### What needs to be done
Give the count of lines that hold the word "dark" in this listing, with nothing added.
───── Data to use ─────
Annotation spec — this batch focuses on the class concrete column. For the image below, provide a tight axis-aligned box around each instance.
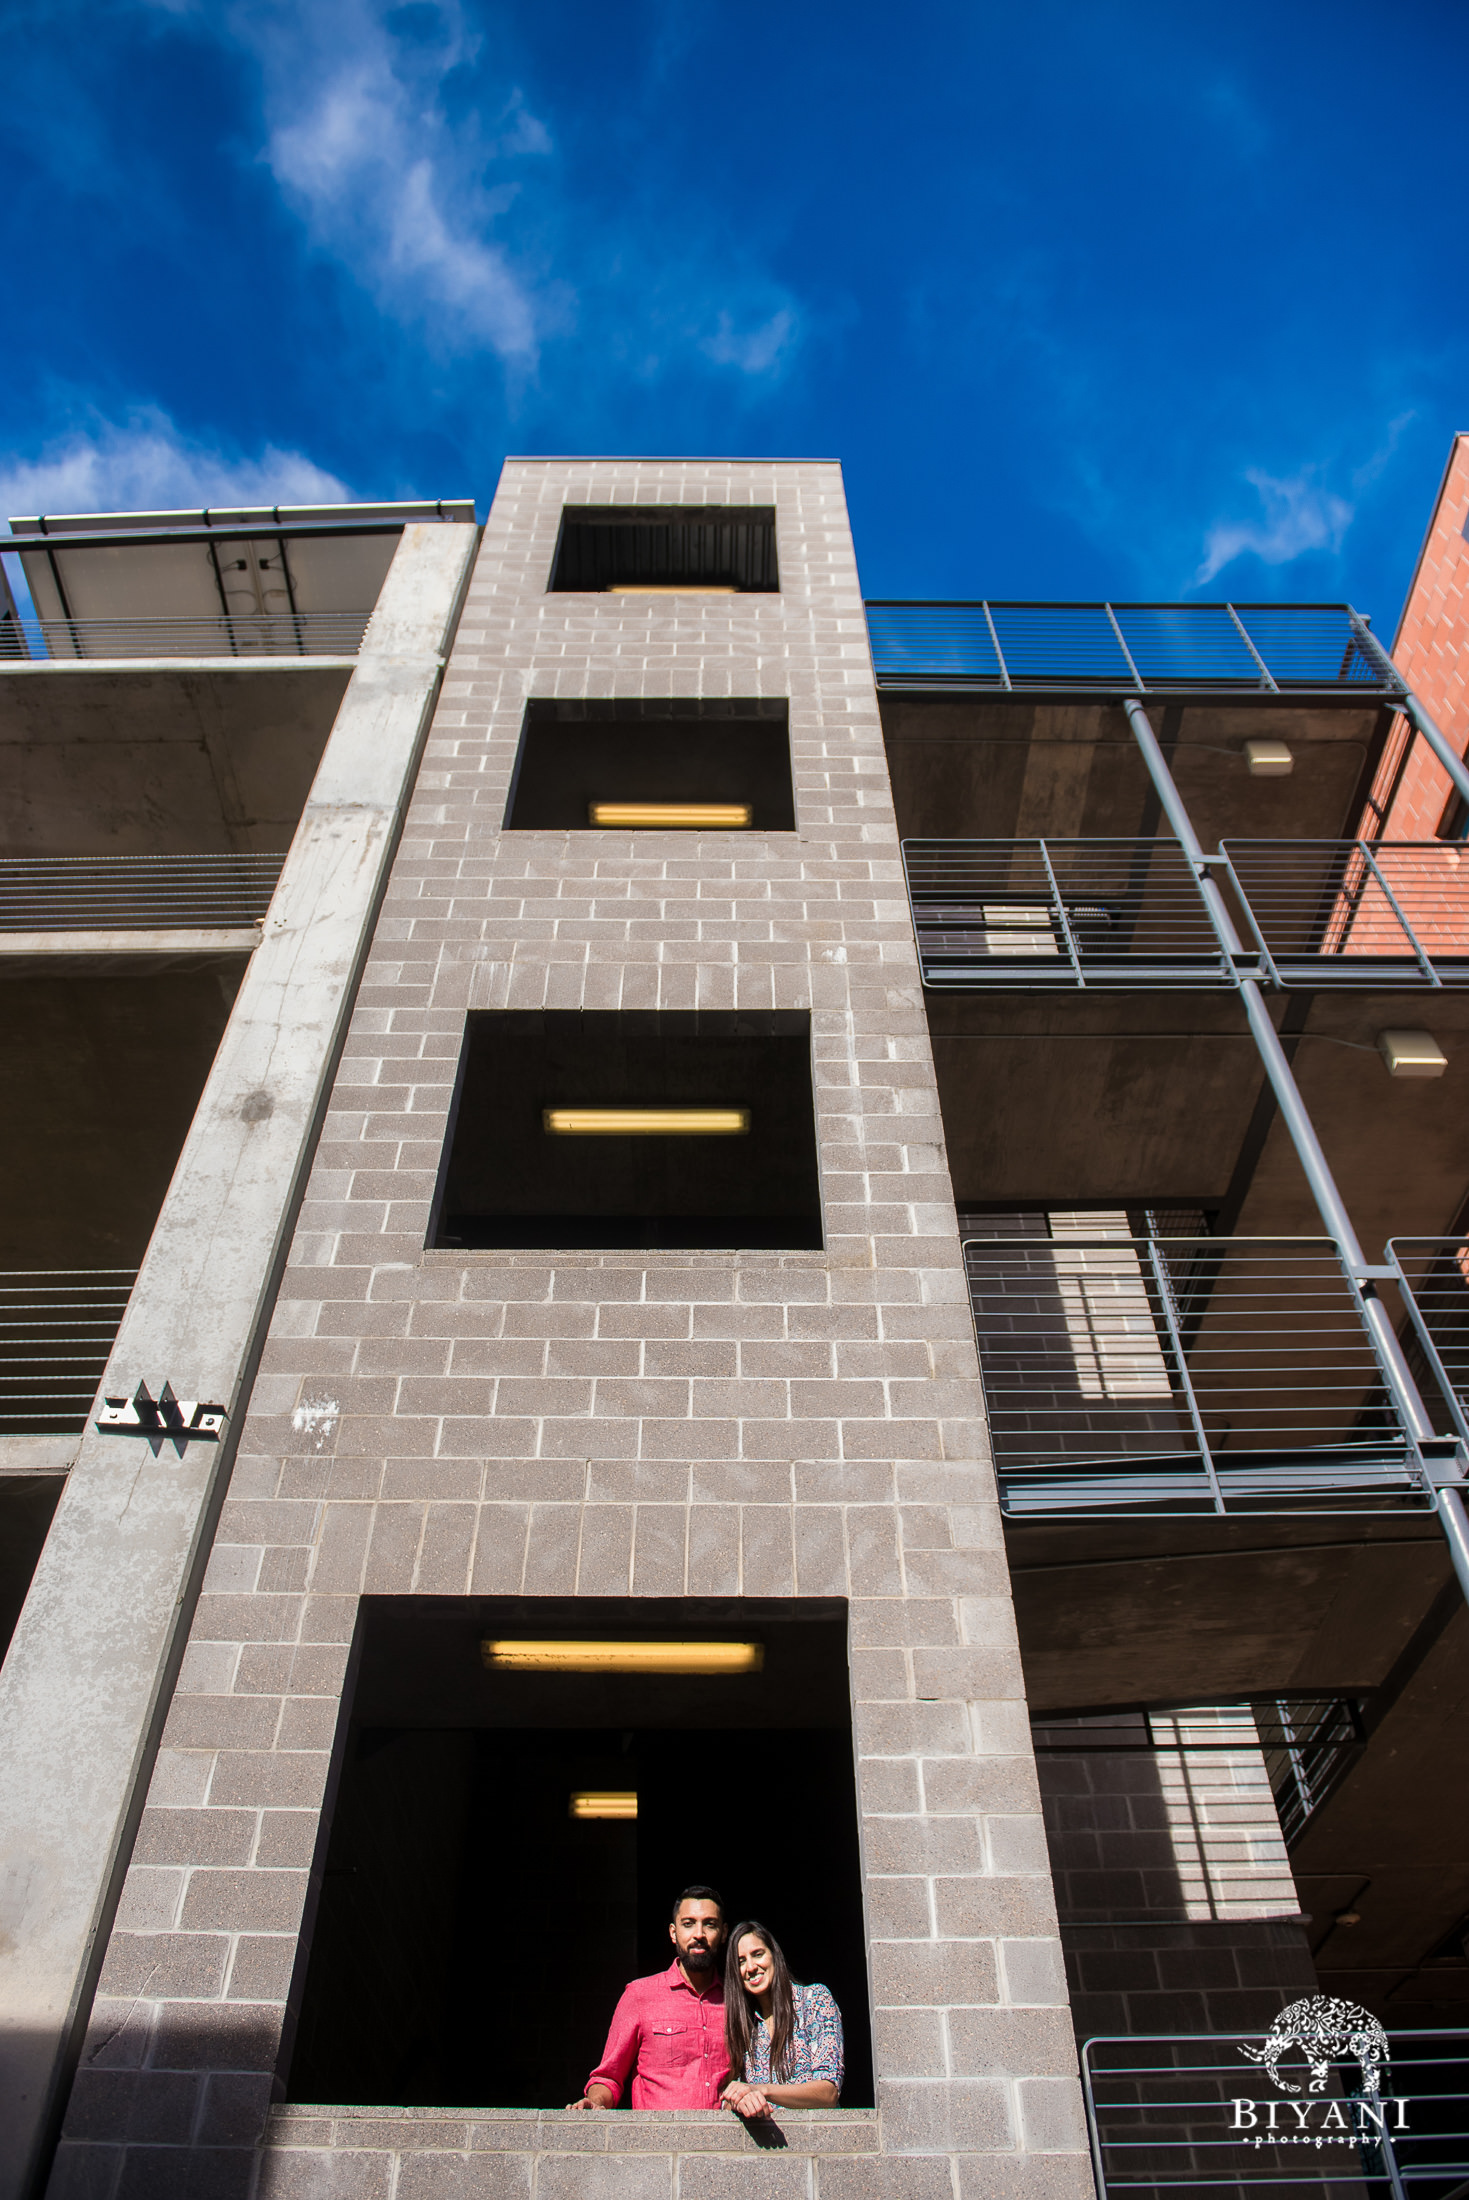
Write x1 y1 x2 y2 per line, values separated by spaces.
0 521 477 2200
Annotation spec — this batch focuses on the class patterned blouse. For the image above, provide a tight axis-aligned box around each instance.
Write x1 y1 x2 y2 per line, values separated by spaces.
743 1983 844 2093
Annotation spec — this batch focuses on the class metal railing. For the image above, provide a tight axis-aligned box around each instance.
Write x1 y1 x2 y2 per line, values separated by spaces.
1083 2031 1469 2200
903 839 1236 986
0 854 284 932
1389 1240 1469 1450
1032 1699 1365 1848
963 1231 1429 1516
0 612 370 660
0 1270 136 1433
902 838 1469 990
865 600 1401 695
1226 842 1469 987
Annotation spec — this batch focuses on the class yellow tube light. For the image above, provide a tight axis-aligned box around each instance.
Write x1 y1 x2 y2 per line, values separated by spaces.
570 1791 638 1820
541 1107 749 1136
589 802 752 830
482 1640 765 1675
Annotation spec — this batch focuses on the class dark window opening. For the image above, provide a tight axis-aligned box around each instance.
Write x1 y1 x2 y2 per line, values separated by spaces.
284 1597 872 2112
428 1010 823 1251
1438 787 1469 841
503 700 795 833
0 1476 63 1663
549 507 778 594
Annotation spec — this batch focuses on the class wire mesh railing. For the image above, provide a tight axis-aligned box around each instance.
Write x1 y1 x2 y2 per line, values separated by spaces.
0 853 285 931
1224 842 1469 988
0 612 370 660
963 1232 1427 1516
0 1270 136 1433
902 839 1236 986
865 601 1400 694
1083 2031 1469 2200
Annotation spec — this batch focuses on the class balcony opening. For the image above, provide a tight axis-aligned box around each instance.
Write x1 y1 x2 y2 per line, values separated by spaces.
284 1597 872 2112
503 700 795 833
0 1474 65 1661
0 968 241 1439
427 1010 823 1251
548 507 778 594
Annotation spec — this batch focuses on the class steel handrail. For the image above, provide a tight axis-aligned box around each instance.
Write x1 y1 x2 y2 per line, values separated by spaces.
0 612 369 661
0 853 285 932
865 600 1402 694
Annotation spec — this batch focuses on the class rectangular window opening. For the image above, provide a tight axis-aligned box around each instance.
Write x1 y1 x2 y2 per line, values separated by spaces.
504 700 795 834
283 1597 872 2112
549 506 778 594
427 1010 823 1251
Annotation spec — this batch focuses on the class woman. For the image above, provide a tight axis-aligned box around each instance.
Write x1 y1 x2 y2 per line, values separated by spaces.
720 1919 843 2120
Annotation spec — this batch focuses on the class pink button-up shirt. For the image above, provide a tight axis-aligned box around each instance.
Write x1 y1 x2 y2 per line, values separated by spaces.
585 1960 729 2108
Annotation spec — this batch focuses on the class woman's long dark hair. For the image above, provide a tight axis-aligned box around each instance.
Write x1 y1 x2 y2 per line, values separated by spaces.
724 1920 798 2083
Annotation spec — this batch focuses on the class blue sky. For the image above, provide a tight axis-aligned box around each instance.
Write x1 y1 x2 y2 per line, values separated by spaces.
2 0 1465 625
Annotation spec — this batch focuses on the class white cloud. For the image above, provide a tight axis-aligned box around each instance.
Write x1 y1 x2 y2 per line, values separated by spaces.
1194 467 1353 587
246 0 547 359
0 409 350 522
700 308 797 378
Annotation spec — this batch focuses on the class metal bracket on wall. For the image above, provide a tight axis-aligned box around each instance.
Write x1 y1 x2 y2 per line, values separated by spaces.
95 1381 228 1456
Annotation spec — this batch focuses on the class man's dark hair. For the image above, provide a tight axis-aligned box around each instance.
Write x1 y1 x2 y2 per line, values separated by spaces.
671 1884 725 1921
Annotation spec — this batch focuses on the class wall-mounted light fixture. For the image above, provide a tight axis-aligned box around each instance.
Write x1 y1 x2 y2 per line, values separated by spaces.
482 1640 765 1675
589 803 752 830
542 1107 750 1136
1244 738 1294 776
569 1791 638 1820
1377 1029 1448 1079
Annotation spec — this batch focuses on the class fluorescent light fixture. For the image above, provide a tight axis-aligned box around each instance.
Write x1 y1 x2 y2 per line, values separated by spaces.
541 1107 749 1136
570 1791 638 1820
1244 738 1294 776
482 1640 765 1675
1377 1029 1448 1079
589 802 752 829
607 583 738 595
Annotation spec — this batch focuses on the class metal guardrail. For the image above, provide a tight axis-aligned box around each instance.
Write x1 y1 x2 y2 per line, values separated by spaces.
0 1270 136 1434
1083 2031 1469 2200
1226 842 1469 988
1389 1241 1469 1451
0 612 369 660
902 839 1469 990
963 1232 1429 1516
903 839 1235 987
865 600 1401 695
1032 1699 1365 1848
0 854 284 931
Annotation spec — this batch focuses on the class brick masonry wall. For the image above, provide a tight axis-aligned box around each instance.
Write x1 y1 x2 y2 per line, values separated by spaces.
50 460 1092 2200
1380 435 1469 839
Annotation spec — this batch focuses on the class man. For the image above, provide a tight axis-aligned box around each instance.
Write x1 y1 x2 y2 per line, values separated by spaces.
567 1885 729 2110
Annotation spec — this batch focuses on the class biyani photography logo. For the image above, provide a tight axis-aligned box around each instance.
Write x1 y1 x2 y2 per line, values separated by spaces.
1231 1995 1409 2149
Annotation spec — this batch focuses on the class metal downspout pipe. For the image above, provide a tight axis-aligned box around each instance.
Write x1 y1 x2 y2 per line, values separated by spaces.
1122 696 1469 1602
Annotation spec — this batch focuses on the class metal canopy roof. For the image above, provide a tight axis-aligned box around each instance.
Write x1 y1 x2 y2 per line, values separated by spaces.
2 500 476 628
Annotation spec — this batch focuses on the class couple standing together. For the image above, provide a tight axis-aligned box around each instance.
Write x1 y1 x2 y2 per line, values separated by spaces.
567 1886 844 2121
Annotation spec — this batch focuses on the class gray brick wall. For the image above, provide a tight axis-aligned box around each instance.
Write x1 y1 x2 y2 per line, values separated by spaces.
52 460 1091 2200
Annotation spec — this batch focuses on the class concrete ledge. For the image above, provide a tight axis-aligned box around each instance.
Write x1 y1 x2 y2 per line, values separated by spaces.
264 2108 881 2157
0 657 359 678
0 927 260 978
0 1436 78 1477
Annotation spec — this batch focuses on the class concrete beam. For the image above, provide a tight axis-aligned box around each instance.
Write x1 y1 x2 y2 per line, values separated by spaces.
0 658 358 679
0 522 477 2200
0 930 261 981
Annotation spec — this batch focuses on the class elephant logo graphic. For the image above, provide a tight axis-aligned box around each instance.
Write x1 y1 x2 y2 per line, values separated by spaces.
1240 1995 1391 2098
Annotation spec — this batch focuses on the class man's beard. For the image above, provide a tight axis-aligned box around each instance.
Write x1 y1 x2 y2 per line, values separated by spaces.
683 1945 717 1972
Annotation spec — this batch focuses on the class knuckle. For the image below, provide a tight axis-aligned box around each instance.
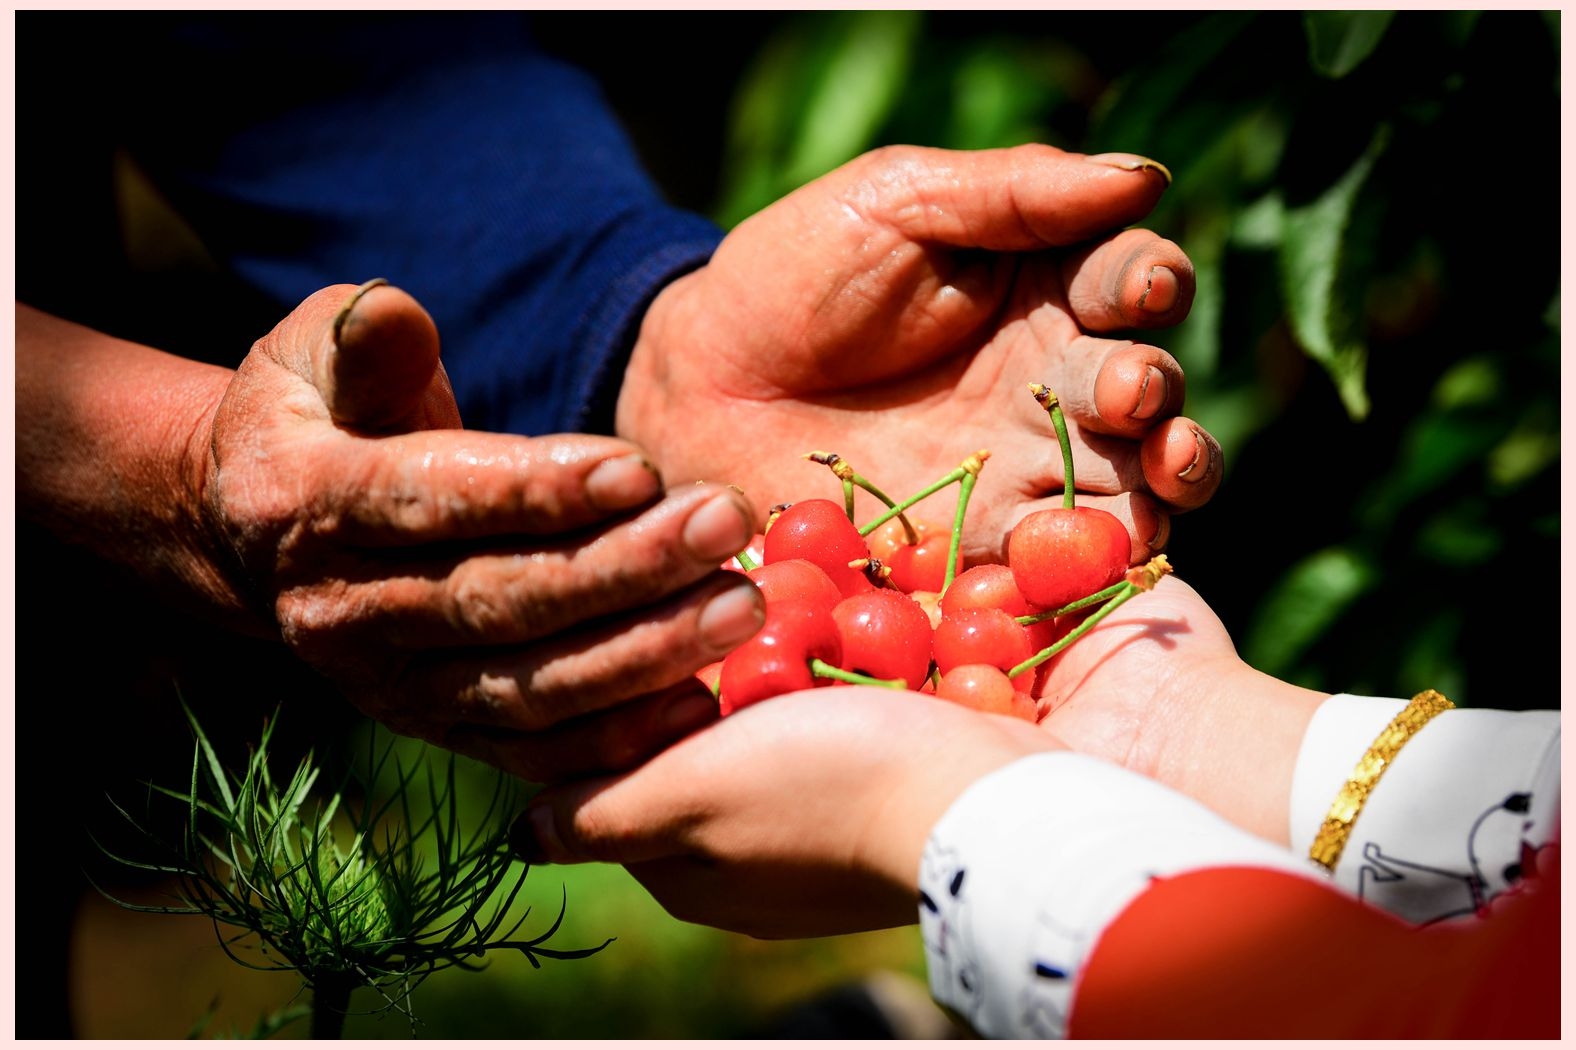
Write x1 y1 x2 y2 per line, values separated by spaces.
449 563 519 638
─────
### Solution
3